■ Data to process ■
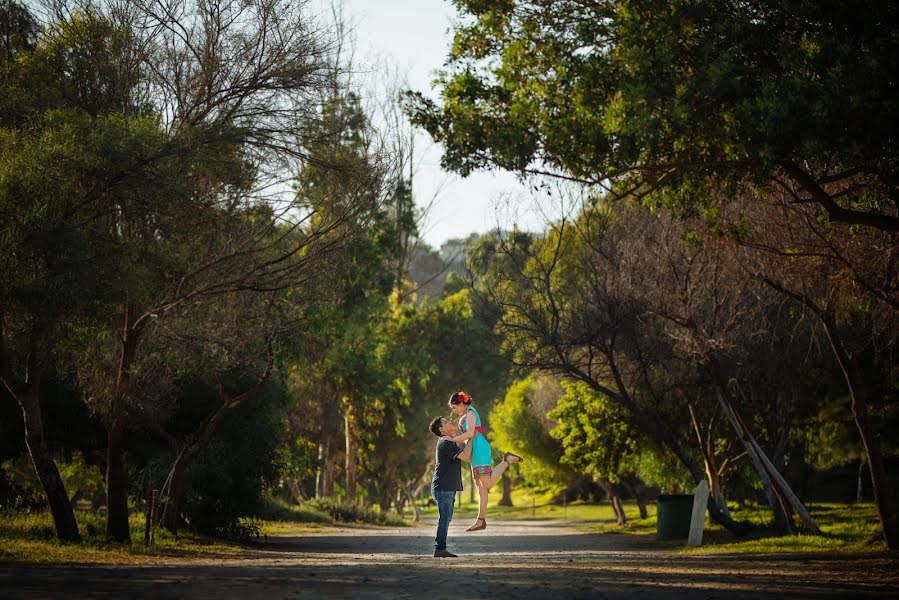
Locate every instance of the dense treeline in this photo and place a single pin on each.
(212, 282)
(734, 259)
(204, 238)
* * *
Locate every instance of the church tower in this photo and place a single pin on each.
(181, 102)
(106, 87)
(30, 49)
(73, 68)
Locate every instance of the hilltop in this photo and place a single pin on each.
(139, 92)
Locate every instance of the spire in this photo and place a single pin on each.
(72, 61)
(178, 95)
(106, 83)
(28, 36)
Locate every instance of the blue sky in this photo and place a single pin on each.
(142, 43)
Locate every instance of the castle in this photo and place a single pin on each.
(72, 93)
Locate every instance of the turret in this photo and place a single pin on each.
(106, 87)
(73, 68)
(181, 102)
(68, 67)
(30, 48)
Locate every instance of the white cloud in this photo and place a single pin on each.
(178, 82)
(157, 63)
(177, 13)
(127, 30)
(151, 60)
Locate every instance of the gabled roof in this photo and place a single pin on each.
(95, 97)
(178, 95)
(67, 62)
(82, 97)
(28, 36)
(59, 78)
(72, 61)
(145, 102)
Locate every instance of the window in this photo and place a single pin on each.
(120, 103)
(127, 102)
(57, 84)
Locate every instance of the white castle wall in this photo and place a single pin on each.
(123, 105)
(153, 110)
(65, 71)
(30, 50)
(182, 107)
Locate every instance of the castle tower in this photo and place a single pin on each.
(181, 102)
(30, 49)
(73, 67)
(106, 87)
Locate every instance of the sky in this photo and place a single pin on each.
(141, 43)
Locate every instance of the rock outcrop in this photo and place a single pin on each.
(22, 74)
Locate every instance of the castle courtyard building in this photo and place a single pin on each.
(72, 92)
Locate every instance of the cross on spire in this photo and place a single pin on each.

■ Stated goal ■
Report each line of the material above that contains the string "spire".

■ The response ■
Locate every instance of the spire in this photo and place a single pin on each.
Locate every instance of the cross on spire in this photo and place a single pin on each.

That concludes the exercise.